(Saved entries)
** Start **

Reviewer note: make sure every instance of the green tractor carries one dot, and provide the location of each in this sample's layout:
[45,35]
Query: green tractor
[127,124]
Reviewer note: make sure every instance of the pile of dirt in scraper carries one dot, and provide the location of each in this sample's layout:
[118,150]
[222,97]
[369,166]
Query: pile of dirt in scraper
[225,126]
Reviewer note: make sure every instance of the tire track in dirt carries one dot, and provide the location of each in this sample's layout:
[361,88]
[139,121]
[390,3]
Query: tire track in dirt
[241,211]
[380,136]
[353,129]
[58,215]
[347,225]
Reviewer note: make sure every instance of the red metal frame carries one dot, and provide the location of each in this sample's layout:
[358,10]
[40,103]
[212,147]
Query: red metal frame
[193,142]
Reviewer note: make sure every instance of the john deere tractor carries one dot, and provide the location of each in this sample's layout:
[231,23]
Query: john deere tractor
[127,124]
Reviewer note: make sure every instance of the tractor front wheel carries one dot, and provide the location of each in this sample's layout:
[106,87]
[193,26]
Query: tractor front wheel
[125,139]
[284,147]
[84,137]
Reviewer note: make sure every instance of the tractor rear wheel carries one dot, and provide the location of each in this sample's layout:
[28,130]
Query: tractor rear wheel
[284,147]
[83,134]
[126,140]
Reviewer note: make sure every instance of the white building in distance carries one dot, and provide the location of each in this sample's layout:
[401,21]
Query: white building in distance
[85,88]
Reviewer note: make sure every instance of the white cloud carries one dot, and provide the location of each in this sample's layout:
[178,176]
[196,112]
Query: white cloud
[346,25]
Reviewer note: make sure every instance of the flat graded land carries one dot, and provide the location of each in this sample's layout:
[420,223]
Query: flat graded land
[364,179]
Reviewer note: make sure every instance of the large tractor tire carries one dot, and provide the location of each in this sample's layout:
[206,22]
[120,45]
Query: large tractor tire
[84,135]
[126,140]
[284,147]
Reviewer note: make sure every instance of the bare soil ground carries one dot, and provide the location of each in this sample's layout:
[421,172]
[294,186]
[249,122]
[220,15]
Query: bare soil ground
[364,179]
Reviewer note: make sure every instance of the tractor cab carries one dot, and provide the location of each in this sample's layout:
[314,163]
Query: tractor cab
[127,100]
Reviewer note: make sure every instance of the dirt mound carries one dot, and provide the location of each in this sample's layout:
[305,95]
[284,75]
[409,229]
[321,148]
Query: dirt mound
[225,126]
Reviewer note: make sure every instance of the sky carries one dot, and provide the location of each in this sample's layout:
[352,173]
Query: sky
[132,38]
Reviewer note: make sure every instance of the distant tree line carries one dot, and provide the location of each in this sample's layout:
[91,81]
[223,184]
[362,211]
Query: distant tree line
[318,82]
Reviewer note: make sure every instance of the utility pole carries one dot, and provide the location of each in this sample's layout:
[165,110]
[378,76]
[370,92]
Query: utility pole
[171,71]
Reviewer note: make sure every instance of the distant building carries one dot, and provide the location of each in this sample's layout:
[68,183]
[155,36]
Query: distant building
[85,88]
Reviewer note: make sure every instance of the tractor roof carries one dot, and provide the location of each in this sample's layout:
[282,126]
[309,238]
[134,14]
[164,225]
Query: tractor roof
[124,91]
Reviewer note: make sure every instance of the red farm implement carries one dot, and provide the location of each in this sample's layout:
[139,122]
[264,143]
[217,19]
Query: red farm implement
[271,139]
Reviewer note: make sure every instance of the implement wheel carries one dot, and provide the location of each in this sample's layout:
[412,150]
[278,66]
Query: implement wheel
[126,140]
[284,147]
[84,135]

** End **

Objective:
Could you return every line of the listing above word for word, with nothing changed?

Written solution:
Reviewer note: make sure every instance of the green tractor carries one dot, and provide the location of each in this sample's layout:
[45,35]
Query: green tractor
[127,124]
Reviewer note: make sure every instance of the pile of dirt in scraper carries one dot, and provide the location of each in this sample's layout:
[118,150]
[222,97]
[369,166]
Query: pile of dirt in scraper
[225,126]
Reviewer note: make sure every instance of the tire track in dirt carries one dot, and provide the location of each in this sample's layout:
[361,88]
[139,121]
[390,3]
Query: tire track in dirt
[241,211]
[380,136]
[353,129]
[58,215]
[347,225]
Reviewer note: make sure every instance of the red metal frame carries one dot, and provide the location of each in this sample's layout:
[358,10]
[40,103]
[212,147]
Query: red metal frame
[193,142]
Reviewer note: make sure every instance of the john deere tractor carries one dot, and provide the location of each in this sample's layout:
[231,23]
Query: john deere tractor
[127,124]
Reviewer note: make sure every instance of the tractor front wheel carries one dot, and provide the location of each in this sample's layout:
[106,87]
[193,26]
Query: tractor front wheel
[125,139]
[284,147]
[84,137]
Reviewer note: make sure every instance of the tractor rear wheel carries one dot, and provide the location of each in this sample's layout:
[28,130]
Query: tractor rear wheel
[284,147]
[83,134]
[126,140]
Reviewer note: make sure every instance of the white building in distance carries one dot, and provide the location of each in this sample's layout:
[401,21]
Query: white building in distance
[85,88]
Reviewer note: make sure every instance of the white cloud carries one dot, and provide the location of each in this sample's layout:
[178,176]
[196,112]
Query: white cloud
[346,25]
Reviewer note: make sure every instance of the flat graded land carries one dot, and provide the location of each in this sample's layout:
[420,223]
Query: flat graded land
[364,179]
Reviewer note: make sure every instance of the large tractor tire carries one dot, and provide the location of each in this sample's layout:
[206,22]
[120,45]
Query: large tractor tire
[84,135]
[126,140]
[284,147]
Reviewer note: make sure every instance of the bare soil ground carries one dot, and provide the location of each in this sample's layout:
[421,172]
[294,186]
[249,122]
[220,15]
Query: bare soil ground
[364,179]
Reviewer note: make sure every instance of the tractor cab carries one dot, and provide the location of each in this sample's layout:
[314,163]
Query: tractor cab
[127,100]
Reviewer note: make sure every instance of the dirt mound carries one dot, and provide the location of each in this sample's layout:
[305,95]
[284,75]
[409,229]
[321,148]
Query: dirt mound
[225,126]
Reviewer note: make sure every instance of the sky carries one dot, and provide the location of each in this sample's layout:
[352,173]
Query: sky
[132,38]
Reviewer note: make sure every instance of the distant tree line carries one dot, and provide the location of each in this sample's layout:
[91,81]
[223,184]
[362,211]
Query: distant tree line
[318,82]
Reviewer note: make sure every instance of the utility pole carries one dot, and provide the location of each in this sample's layout:
[165,110]
[378,76]
[370,92]
Query: utility pole
[171,71]
Reviewer note: make sure every instance of the distant building carries one dot, and provide the location of each in this sample's layout:
[68,183]
[155,36]
Query: distant building
[85,88]
Reviewer note: make sure every instance of the tractor roof carries one dot, and provide the location of each in this sample's layout:
[282,126]
[309,238]
[134,14]
[164,225]
Query: tractor roof
[124,91]
Reviewer note: make sure every instance of the red farm implement carries one dot, and provide the location of each in this sample's layout:
[139,122]
[264,143]
[217,19]
Query: red farm implement
[271,139]
Reviewer note: make sure every instance of the implement wheel carries one dot, and provide the location of each in this sample's layout:
[412,150]
[278,66]
Query: implement wheel
[126,140]
[284,147]
[84,135]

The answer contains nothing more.